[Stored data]
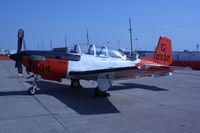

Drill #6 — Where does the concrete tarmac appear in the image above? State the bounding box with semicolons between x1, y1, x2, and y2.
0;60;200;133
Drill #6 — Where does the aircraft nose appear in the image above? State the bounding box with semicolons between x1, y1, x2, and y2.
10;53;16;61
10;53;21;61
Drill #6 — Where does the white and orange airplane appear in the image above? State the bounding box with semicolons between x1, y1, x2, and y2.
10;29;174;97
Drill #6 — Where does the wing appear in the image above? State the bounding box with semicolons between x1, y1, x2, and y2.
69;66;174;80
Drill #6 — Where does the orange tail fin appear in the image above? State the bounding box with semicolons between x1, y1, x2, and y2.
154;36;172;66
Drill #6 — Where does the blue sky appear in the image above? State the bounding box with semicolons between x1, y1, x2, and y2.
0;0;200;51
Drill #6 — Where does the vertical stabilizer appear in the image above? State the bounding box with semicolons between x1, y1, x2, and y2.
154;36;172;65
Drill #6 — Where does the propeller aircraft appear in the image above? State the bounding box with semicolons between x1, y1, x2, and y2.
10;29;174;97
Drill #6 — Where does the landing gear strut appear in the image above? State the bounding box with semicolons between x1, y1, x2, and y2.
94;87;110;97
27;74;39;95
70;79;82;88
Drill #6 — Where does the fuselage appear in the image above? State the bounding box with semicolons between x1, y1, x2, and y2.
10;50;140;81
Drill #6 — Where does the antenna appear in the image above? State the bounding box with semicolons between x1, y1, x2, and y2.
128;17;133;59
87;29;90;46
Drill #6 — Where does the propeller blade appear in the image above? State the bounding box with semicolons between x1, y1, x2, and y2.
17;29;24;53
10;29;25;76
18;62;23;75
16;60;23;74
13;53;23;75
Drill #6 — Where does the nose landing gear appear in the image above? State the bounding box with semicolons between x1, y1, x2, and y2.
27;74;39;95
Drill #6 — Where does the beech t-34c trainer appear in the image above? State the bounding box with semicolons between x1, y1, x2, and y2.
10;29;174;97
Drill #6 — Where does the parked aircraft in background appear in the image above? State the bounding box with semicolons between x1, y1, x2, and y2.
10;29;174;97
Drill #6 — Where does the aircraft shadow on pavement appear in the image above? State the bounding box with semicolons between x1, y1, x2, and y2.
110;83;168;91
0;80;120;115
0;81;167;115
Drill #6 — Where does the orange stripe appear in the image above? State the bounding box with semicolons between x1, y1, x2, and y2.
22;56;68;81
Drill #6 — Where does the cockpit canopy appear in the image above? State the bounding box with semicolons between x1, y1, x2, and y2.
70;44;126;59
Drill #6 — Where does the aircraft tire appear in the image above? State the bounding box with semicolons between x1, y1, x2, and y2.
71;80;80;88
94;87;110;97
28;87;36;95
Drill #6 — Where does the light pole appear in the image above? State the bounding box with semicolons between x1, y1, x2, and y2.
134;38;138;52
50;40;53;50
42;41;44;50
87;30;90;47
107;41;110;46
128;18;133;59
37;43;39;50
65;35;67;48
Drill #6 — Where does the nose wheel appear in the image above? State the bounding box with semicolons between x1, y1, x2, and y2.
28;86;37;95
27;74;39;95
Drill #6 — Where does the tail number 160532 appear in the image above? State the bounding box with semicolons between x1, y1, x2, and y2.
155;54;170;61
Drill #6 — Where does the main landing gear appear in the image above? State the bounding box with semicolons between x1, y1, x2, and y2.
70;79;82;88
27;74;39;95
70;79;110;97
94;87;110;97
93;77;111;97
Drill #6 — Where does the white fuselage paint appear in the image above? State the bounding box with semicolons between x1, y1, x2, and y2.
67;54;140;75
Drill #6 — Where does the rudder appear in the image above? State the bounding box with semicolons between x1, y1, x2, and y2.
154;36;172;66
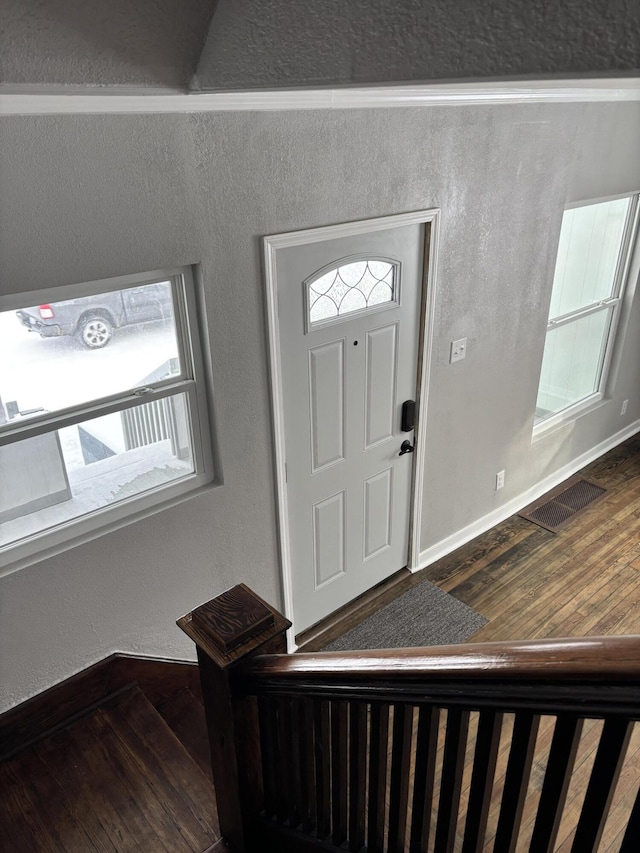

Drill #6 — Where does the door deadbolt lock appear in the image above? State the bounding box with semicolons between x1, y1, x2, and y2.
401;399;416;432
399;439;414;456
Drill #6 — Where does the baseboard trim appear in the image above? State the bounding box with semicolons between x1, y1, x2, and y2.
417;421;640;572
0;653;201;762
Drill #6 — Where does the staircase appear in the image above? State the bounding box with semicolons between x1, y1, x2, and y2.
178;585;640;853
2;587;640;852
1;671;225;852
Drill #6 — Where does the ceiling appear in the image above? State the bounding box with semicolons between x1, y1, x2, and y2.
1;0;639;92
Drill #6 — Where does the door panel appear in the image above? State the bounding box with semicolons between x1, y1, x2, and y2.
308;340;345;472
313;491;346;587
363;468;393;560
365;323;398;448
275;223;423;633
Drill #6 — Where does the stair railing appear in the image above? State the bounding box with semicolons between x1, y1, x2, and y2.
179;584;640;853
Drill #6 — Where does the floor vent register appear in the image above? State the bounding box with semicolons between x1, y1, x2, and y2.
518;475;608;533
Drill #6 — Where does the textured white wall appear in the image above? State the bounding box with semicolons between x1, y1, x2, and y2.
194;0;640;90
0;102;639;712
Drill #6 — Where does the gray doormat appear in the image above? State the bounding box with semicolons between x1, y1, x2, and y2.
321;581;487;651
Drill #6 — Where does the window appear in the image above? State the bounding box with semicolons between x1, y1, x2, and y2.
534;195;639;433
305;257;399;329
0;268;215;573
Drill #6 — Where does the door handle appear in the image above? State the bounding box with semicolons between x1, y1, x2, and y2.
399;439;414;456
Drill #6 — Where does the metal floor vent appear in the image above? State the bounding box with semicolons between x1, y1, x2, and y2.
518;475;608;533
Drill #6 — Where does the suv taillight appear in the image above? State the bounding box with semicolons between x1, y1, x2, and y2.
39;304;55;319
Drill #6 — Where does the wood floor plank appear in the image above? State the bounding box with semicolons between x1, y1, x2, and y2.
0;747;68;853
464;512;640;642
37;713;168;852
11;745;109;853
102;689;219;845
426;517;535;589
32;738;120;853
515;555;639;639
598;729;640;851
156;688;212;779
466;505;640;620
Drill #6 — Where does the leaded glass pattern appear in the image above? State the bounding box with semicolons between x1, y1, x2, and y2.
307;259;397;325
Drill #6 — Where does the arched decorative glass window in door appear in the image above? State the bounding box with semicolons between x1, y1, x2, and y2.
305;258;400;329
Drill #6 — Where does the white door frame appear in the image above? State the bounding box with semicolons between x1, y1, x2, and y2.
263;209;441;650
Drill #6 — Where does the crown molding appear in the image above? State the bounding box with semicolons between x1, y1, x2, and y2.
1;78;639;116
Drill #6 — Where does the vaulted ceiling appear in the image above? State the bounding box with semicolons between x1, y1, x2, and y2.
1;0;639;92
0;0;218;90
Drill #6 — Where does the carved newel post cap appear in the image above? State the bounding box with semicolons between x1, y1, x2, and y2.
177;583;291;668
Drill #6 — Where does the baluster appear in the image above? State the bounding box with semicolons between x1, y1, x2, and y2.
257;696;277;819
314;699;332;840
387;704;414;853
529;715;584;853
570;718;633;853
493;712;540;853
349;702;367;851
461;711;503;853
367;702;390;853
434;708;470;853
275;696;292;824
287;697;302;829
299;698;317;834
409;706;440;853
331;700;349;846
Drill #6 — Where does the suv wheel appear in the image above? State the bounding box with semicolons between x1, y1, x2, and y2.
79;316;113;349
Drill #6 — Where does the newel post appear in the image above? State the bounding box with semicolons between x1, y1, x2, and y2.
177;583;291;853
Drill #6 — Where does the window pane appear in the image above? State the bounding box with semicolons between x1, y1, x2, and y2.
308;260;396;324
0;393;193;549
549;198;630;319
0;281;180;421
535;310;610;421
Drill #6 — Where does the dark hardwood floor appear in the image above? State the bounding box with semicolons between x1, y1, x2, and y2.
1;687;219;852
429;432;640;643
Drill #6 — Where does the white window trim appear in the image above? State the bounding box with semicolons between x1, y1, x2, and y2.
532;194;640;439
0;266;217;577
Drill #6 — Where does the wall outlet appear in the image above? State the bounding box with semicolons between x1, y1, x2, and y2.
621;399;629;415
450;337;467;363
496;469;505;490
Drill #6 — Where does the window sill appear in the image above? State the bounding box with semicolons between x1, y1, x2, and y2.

- [Your objective]: Would you quote, exactly and only, the lines from the one containing "Drill #6 — Where does the baluster" to the end of the entries?

- [Output for this exercise]:
Drill #6 — Where does the baluster appear in the image above? State the bounding box with semicolons between x1, y1, x2, and y2.
257;696;277;819
314;699;332;840
387;704;414;853
529;715;584;853
570;718;633;853
493;712;540;853
349;702;367;851
461;711;503;853
367;702;390;853
434;708;470;853
275;696;292;824
287;697;302;829
299;698;317;834
409;706;440;853
331;700;349;846
Drill #6 — Where does the suv wheel appear in the image above? State the bounding box with semicolons between x1, y1, x2, and y2.
79;316;113;349
Drill #6 — Where does the newel post appear in the image above? State the bounding box with semicolons between x1, y1, x2, and y2.
177;583;291;853
Drill #6 — Where does the window pane appear in the image above? State the bounding box with semicolons between x1, y1, x2, and y2.
308;260;396;324
0;393;193;549
549;198;630;319
0;281;180;421
535;310;610;421
Drill #6 — Where does the dark hardwood floor appear in the image above? State the bounding box with semicolons between x1, y1, x2, and y2.
1;687;219;852
429;432;640;643
Drill #6 — Where does the white window trim appear in the image above? State the bounding box with semicolons between x1, y1, x2, and y2.
532;194;640;439
0;266;217;577
Drill #6 — Where does the wall outlet appear in the image above? State the bounding box with semicolons between x1, y1, x2, and y2.
621;399;629;415
450;337;467;363
496;469;505;490
Drill #6 — Where does the window sill appear in the image above? State the bounding box with semicolons between x1, y1, x2, and y2.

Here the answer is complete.